### Input for this task
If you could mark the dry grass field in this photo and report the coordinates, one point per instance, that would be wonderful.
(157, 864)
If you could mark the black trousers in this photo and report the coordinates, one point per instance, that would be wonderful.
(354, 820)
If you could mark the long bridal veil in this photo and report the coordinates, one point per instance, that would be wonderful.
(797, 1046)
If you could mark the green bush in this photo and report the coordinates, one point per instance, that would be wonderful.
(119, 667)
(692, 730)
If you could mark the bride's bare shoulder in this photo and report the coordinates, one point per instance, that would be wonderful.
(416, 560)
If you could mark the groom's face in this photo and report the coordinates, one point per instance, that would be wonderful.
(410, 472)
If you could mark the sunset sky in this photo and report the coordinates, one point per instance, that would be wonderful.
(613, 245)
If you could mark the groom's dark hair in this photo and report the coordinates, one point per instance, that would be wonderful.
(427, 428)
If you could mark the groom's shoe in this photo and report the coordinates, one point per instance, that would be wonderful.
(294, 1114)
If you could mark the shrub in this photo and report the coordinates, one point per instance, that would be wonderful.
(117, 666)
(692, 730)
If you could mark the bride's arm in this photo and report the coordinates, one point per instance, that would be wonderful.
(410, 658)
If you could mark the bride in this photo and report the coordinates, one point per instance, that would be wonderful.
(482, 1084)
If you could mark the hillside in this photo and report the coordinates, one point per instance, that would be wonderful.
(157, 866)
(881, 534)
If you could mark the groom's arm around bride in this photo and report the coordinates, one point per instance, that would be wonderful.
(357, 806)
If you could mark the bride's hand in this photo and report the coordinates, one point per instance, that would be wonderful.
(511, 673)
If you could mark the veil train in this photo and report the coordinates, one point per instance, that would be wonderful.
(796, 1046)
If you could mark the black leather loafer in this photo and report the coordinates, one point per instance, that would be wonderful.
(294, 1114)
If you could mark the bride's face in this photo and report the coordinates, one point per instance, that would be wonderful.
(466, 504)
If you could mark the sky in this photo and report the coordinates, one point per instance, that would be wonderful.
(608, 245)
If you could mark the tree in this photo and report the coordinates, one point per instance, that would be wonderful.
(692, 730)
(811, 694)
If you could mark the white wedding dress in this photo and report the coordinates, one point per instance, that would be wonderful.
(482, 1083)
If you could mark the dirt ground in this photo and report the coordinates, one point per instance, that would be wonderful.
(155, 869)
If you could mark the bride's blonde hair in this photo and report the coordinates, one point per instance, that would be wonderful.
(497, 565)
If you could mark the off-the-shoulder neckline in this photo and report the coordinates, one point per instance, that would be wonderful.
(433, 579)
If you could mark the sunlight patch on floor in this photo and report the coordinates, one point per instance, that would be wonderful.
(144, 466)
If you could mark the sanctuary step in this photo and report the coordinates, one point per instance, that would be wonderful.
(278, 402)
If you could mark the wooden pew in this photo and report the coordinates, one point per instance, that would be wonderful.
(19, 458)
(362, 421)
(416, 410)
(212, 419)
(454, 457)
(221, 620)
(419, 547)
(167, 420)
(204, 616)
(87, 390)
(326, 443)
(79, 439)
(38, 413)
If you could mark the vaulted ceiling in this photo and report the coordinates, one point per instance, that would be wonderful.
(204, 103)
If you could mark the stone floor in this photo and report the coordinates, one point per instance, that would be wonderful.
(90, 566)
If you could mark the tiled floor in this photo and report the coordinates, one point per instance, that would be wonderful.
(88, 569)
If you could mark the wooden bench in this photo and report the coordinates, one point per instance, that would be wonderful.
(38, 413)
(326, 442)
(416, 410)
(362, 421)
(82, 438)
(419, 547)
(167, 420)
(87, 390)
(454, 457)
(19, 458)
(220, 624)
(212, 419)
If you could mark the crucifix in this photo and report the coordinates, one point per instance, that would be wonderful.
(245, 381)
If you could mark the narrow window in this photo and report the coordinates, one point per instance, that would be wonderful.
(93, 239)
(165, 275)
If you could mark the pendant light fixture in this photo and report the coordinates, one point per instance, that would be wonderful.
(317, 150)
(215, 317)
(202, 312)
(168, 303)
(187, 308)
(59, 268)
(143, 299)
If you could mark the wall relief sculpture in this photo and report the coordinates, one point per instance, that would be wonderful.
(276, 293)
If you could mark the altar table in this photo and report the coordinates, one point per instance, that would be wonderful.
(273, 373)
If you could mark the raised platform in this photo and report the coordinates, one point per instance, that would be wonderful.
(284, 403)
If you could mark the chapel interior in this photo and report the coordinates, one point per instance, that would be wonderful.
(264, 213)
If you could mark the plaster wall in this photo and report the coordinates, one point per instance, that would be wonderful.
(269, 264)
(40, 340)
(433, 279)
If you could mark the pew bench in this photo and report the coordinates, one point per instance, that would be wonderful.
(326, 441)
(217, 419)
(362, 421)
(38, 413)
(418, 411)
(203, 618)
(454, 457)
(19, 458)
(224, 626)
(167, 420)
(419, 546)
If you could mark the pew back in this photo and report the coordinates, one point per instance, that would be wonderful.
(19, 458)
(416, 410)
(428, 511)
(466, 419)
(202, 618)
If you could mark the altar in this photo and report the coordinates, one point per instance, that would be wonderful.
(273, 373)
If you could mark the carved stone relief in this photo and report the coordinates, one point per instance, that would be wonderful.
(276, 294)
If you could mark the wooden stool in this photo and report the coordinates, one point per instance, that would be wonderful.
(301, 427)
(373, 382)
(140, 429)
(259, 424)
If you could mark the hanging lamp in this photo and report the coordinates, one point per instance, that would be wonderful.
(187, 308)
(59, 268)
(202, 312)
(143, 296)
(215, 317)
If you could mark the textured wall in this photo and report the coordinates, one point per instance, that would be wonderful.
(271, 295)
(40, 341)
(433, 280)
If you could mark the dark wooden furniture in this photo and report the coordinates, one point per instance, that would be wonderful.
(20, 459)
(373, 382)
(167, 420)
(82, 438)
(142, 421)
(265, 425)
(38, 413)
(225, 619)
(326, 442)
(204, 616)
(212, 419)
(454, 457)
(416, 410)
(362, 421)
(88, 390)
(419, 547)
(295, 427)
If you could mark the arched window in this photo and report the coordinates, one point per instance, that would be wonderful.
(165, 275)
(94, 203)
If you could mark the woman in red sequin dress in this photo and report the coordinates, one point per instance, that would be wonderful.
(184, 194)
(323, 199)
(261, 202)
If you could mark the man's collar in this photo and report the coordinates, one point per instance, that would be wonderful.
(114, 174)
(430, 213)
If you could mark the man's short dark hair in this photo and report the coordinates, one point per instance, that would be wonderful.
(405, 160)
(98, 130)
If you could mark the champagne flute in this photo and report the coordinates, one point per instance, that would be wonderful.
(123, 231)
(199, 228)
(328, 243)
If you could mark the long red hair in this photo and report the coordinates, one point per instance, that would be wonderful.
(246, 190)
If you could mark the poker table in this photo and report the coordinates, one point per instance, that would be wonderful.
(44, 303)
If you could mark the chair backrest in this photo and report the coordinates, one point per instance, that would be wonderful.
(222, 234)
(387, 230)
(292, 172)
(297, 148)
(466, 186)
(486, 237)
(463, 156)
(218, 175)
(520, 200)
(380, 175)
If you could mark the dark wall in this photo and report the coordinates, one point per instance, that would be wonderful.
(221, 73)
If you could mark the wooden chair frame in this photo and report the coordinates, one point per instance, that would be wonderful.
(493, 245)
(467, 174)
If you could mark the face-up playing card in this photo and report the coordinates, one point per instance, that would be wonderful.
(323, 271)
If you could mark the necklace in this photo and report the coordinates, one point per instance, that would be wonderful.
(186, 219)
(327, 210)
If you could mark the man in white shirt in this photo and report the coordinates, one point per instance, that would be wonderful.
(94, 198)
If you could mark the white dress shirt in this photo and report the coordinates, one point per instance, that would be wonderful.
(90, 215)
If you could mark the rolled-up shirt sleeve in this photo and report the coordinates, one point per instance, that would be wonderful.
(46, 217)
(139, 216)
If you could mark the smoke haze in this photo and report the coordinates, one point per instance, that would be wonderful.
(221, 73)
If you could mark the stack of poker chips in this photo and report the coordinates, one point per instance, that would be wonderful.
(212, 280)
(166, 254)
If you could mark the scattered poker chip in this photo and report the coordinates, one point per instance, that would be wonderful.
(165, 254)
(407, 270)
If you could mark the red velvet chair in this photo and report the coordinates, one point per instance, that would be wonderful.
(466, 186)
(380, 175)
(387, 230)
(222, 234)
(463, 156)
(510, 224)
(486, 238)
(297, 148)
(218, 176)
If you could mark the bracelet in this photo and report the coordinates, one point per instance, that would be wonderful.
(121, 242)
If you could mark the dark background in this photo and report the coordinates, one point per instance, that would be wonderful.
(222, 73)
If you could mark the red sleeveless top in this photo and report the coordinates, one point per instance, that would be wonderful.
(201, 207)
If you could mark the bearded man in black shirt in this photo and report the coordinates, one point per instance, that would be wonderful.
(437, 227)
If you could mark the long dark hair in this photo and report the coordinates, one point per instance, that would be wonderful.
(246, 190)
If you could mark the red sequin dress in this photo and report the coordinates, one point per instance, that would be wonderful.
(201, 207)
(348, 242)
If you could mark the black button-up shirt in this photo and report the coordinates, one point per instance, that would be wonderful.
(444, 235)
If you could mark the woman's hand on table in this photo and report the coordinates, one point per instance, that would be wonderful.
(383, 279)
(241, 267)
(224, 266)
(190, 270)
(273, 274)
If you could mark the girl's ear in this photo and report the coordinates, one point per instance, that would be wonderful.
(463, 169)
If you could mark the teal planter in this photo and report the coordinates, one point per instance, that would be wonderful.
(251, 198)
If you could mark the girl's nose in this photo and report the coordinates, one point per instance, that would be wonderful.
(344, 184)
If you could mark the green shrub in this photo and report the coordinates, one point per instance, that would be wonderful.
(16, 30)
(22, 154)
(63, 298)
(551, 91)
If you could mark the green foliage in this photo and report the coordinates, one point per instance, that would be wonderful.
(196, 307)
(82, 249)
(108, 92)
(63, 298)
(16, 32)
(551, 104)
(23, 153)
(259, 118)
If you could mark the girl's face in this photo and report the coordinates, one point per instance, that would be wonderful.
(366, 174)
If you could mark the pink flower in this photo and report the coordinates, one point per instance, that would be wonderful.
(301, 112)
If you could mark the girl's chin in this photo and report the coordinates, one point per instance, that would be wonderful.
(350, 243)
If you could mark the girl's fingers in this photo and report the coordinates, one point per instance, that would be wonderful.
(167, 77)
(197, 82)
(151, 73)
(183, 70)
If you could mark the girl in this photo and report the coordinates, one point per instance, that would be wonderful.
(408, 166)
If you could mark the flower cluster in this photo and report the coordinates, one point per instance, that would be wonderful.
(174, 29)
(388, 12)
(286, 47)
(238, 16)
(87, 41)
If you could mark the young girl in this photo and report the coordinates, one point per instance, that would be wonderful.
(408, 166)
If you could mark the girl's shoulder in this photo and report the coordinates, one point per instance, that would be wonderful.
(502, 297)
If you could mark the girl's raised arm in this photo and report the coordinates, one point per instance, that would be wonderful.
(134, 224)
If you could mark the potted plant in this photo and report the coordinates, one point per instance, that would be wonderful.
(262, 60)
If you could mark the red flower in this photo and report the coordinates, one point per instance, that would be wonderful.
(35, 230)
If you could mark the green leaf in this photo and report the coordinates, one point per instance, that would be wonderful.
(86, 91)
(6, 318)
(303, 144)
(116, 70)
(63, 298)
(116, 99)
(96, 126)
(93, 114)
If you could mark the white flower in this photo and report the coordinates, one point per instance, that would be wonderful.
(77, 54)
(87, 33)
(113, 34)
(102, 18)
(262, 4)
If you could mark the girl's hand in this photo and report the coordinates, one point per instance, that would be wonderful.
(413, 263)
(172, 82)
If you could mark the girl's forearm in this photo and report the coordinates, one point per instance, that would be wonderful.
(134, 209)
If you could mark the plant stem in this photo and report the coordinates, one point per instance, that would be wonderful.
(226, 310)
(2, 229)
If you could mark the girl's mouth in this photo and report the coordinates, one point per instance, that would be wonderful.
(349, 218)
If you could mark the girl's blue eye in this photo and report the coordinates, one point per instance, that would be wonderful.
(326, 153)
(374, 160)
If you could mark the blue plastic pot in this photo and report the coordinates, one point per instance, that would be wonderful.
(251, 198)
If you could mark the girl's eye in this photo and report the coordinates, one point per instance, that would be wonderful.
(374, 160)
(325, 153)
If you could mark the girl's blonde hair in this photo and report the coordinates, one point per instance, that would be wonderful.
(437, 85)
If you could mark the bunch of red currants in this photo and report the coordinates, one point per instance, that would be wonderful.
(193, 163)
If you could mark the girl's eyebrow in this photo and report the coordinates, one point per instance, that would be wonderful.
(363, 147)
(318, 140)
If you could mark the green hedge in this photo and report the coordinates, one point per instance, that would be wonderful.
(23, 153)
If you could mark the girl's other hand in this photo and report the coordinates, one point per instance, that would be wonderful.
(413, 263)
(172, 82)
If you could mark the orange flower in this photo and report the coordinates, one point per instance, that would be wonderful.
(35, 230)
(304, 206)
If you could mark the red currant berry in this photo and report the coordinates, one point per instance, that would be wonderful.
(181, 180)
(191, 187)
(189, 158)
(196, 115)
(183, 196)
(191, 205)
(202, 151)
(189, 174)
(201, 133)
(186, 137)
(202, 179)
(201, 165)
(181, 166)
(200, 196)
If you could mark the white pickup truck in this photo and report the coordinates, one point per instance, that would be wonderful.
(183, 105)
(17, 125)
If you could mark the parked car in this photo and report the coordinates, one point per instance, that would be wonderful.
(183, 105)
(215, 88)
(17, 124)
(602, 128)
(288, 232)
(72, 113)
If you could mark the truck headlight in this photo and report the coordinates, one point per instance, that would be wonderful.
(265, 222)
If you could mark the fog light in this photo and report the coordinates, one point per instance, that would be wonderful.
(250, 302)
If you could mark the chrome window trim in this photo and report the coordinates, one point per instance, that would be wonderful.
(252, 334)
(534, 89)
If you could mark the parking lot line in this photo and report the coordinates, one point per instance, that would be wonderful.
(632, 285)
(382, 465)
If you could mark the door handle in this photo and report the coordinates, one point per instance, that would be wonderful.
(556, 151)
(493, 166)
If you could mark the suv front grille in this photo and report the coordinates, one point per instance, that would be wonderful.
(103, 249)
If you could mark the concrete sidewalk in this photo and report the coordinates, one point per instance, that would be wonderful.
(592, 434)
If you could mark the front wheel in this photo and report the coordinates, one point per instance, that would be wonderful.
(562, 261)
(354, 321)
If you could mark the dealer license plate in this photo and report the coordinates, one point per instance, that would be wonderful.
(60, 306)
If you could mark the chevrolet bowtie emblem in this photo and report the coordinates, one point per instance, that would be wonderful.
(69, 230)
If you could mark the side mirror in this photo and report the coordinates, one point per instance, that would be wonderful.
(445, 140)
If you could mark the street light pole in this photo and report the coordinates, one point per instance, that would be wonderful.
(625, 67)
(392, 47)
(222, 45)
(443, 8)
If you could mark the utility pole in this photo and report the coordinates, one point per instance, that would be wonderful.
######
* Problem to solve: Reproduce without change every line of the entries above, from the one containing "If you could mark the chevrolet" through the last.

* Result:
If you could mark the chevrolet bowtie emblem in this photo and report the coordinates, one point per instance, that would be wonderful.
(69, 230)
If you could mark the side mirror in this photo and report the coordinates, one point per instance, that would be wonderful.
(445, 140)
If you could mark the street light pole in this photo and report the coordinates, one point per instance, that would be wonderful.
(625, 67)
(392, 47)
(222, 45)
(443, 8)
If you could mark the utility pole in this photo and report the coordinates, one point per instance, that would be wonderful.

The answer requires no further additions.